** What to do **
The expected result is the segment of the entries that begins with the line containing "Target: rightmost raised" and ends with the last line, copied verbatim.
■ ■ ■ ■ ■
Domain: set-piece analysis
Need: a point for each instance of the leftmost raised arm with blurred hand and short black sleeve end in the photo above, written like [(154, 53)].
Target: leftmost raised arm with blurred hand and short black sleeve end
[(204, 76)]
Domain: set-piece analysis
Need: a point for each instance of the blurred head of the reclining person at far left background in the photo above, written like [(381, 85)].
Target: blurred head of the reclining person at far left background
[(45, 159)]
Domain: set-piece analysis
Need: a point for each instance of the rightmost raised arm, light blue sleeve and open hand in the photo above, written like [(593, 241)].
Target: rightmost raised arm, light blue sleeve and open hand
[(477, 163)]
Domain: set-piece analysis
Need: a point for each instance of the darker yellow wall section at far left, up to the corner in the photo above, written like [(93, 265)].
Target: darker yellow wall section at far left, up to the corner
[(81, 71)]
■ ■ ■ ■ ■
** Solution to this problem **
Target: rightmost raised arm, light blue sleeve and open hand
[(477, 163)]
Domain: set-piece analysis
Need: a point for each instance of the darker yellow wall section at far left, up to the corner in the photo above, written like [(93, 265)].
Target: darker yellow wall section at far left, up to the corner
[(81, 71)]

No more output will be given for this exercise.